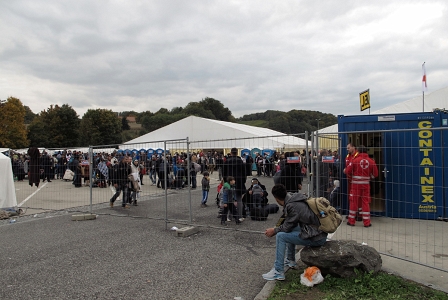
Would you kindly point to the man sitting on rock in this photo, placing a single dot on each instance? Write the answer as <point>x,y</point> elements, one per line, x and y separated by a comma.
<point>297,226</point>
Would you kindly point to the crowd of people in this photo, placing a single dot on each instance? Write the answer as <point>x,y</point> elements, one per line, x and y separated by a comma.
<point>175,171</point>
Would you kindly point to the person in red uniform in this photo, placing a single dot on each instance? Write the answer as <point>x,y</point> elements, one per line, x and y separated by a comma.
<point>361,169</point>
<point>352,154</point>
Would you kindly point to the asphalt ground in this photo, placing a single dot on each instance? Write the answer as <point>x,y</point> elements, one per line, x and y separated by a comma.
<point>133,254</point>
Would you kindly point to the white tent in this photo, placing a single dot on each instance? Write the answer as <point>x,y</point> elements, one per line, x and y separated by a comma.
<point>7,189</point>
<point>207,133</point>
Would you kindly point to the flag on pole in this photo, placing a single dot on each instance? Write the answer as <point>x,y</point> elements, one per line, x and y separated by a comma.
<point>424,84</point>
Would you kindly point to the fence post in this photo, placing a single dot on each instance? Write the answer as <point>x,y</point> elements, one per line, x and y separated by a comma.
<point>189,178</point>
<point>90,175</point>
<point>313,167</point>
<point>165,184</point>
<point>307,162</point>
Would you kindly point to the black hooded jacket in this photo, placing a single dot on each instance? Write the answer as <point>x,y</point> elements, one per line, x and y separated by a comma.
<point>297,212</point>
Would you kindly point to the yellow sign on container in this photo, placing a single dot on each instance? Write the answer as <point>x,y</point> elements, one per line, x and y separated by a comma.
<point>364,99</point>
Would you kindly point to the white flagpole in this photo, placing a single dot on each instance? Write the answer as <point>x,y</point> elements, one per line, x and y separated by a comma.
<point>424,86</point>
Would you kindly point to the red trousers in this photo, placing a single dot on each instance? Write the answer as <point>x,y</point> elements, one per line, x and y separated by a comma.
<point>359,194</point>
<point>349,188</point>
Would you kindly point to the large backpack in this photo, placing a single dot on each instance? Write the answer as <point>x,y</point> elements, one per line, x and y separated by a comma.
<point>329,217</point>
<point>257,196</point>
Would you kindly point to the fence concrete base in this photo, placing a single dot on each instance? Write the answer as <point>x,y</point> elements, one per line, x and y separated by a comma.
<point>83,217</point>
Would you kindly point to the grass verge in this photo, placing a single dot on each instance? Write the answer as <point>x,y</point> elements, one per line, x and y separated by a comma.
<point>365,286</point>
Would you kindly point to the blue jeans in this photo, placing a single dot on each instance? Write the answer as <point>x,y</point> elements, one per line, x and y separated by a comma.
<point>204,196</point>
<point>287,241</point>
<point>125,190</point>
<point>152,175</point>
<point>193,180</point>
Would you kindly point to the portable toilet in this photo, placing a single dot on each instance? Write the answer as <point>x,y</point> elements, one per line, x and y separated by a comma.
<point>409,152</point>
<point>253,153</point>
<point>245,152</point>
<point>269,152</point>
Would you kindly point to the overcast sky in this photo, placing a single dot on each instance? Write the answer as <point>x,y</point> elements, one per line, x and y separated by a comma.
<point>250,55</point>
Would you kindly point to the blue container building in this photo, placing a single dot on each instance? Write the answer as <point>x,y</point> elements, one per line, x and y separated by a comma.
<point>409,150</point>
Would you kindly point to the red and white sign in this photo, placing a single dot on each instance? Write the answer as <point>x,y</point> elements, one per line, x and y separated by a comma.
<point>424,83</point>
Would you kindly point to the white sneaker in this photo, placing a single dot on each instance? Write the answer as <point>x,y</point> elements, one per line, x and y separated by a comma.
<point>274,275</point>
<point>290,263</point>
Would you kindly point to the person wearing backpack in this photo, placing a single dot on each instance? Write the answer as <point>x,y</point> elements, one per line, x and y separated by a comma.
<point>257,194</point>
<point>297,226</point>
<point>229,201</point>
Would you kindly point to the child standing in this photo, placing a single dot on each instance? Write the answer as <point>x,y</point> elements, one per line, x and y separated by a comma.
<point>229,201</point>
<point>205,188</point>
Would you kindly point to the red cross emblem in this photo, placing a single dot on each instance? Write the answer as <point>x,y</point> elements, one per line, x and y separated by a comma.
<point>364,163</point>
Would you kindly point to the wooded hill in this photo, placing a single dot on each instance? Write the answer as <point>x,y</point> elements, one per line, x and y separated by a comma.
<point>60,126</point>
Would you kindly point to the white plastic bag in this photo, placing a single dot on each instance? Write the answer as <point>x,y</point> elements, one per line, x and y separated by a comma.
<point>311,276</point>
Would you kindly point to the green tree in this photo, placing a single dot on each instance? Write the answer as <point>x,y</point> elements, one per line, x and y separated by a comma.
<point>56,127</point>
<point>160,120</point>
<point>100,127</point>
<point>196,109</point>
<point>29,115</point>
<point>12,125</point>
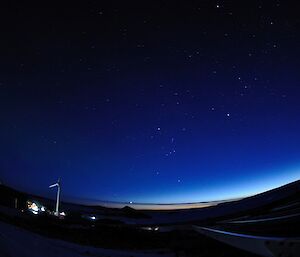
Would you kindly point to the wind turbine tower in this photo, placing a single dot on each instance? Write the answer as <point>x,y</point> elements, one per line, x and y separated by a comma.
<point>57,184</point>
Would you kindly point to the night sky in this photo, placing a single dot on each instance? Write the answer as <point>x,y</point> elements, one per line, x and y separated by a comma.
<point>150,101</point>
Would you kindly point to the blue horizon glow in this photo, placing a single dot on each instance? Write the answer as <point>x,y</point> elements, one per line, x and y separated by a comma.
<point>186,102</point>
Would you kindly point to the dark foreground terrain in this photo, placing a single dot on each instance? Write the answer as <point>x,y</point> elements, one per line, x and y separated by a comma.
<point>274,213</point>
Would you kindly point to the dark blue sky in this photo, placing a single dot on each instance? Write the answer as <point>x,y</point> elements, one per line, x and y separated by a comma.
<point>150,102</point>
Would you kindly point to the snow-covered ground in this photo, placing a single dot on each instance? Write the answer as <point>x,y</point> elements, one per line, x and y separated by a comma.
<point>17,242</point>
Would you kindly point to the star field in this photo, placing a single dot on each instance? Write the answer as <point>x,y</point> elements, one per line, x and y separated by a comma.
<point>150,102</point>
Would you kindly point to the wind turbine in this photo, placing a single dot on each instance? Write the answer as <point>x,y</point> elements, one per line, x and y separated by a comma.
<point>57,184</point>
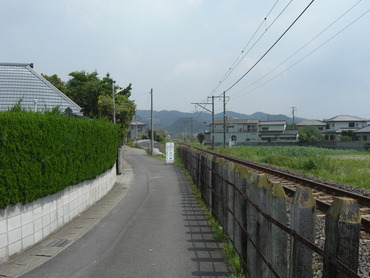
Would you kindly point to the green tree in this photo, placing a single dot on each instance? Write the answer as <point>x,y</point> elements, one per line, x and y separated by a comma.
<point>310,134</point>
<point>124,107</point>
<point>55,81</point>
<point>84,89</point>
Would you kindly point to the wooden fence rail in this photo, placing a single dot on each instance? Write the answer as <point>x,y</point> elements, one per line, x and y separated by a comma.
<point>253,213</point>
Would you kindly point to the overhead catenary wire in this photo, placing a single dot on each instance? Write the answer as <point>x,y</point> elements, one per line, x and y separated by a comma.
<point>301,48</point>
<point>273,45</point>
<point>243,54</point>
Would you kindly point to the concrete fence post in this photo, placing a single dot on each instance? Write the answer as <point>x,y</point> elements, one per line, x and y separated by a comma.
<point>263,237</point>
<point>342,235</point>
<point>252,214</point>
<point>216,195</point>
<point>303,223</point>
<point>223,193</point>
<point>209,180</point>
<point>230,199</point>
<point>276,208</point>
<point>241,239</point>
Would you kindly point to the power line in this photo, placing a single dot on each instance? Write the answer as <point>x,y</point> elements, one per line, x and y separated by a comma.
<point>242,55</point>
<point>300,49</point>
<point>271,46</point>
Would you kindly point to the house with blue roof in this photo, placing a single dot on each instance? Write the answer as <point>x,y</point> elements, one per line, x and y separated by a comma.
<point>20,83</point>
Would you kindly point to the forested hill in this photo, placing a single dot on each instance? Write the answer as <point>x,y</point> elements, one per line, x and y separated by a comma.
<point>178,122</point>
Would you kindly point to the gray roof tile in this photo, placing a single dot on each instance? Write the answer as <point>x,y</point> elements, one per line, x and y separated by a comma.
<point>19,82</point>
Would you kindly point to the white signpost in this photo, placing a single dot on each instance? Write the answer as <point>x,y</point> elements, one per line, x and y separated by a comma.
<point>170,152</point>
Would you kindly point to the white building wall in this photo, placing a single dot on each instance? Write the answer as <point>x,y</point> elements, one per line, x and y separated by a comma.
<point>22,226</point>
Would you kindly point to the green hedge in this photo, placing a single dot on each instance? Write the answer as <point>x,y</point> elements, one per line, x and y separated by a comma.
<point>41,154</point>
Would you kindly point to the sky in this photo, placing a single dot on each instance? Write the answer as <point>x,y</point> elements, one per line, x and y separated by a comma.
<point>271,56</point>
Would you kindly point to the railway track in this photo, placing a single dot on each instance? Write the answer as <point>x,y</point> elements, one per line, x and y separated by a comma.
<point>324,194</point>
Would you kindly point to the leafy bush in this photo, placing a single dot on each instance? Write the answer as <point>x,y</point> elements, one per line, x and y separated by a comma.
<point>41,154</point>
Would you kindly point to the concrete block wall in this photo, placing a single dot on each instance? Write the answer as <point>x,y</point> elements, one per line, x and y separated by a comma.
<point>22,226</point>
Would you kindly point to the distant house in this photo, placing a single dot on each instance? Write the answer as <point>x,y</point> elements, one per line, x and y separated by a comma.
<point>19,83</point>
<point>319,124</point>
<point>243,131</point>
<point>363,134</point>
<point>336,125</point>
<point>237,131</point>
<point>137,129</point>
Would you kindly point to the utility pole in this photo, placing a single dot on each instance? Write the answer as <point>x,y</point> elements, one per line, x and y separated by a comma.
<point>151,122</point>
<point>191,129</point>
<point>293,110</point>
<point>213,117</point>
<point>114,104</point>
<point>135,128</point>
<point>224,98</point>
<point>213,123</point>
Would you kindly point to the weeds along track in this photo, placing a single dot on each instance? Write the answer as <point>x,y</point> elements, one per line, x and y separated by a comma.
<point>324,190</point>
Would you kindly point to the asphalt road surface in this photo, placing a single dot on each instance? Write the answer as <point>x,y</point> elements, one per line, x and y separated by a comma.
<point>156,230</point>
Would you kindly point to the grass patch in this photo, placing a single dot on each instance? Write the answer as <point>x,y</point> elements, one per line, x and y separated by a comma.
<point>228,250</point>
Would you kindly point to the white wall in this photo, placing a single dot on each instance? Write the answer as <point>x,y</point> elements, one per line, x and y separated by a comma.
<point>22,226</point>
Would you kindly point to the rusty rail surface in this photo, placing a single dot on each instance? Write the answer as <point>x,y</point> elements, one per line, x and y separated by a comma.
<point>361,199</point>
<point>198,166</point>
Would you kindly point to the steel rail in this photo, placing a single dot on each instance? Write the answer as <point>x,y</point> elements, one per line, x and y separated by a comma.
<point>361,199</point>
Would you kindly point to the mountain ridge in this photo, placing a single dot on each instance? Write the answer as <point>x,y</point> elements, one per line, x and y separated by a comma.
<point>174,121</point>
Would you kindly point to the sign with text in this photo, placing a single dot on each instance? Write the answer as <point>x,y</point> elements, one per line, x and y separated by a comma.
<point>170,152</point>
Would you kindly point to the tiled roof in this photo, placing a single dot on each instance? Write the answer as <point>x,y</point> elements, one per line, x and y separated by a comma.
<point>137,123</point>
<point>366,129</point>
<point>311,123</point>
<point>272,123</point>
<point>346,118</point>
<point>19,82</point>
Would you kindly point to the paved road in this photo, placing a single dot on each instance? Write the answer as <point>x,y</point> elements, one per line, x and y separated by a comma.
<point>156,230</point>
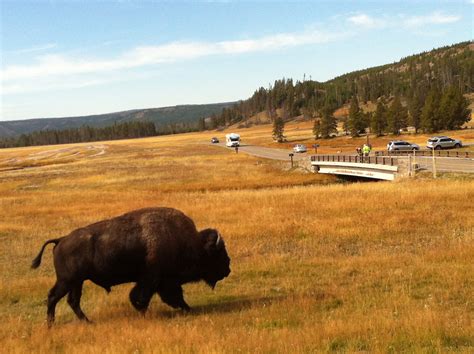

= = = =

* Written task: Copy the records from the line with "Would you kindly point to the blue container" up to and including the line with "<point>364,163</point>", replacing "white sneaker" with "white shoe" and leaving everything else unchanged.

* Answer to the task:
Would you kindly point to the blue container building in this photo, placing a single dot on each instance? Write the answer as <point>x,y</point> elements, one per line, x and y separated by a comma.
<point>409,150</point>
Would you kindly point to the red and white sign in this photo, placing a single dot on each instance? Write the answer as <point>x,y</point> elements, one per line, x and y separated by a comma.
<point>424,83</point>
Would you kindly point to the white shoe in this photo, placing a single dot on each instance? Write the answer as <point>x,y</point> elements, one per line, x and y separated by a comma.
<point>274,275</point>
<point>290,263</point>
Would you kindly point to the person wearing backpack in this photo, placing a single dot on each instance? Write the answer as <point>x,y</point> elements, one per line, x and y separated by a comma.
<point>257,194</point>
<point>297,226</point>
<point>229,201</point>
Would you kindly point to the child standing in this photo, placing a single dot on each instance? Write the answer as <point>x,y</point> elements, one per line, x and y separated by a comma.
<point>229,201</point>
<point>205,188</point>
Would you kindly point to the red cross emblem in this photo, placing a single dot on each instance? Write the answer as <point>x,y</point> elements, one per line, x and y separated by a comma.
<point>364,163</point>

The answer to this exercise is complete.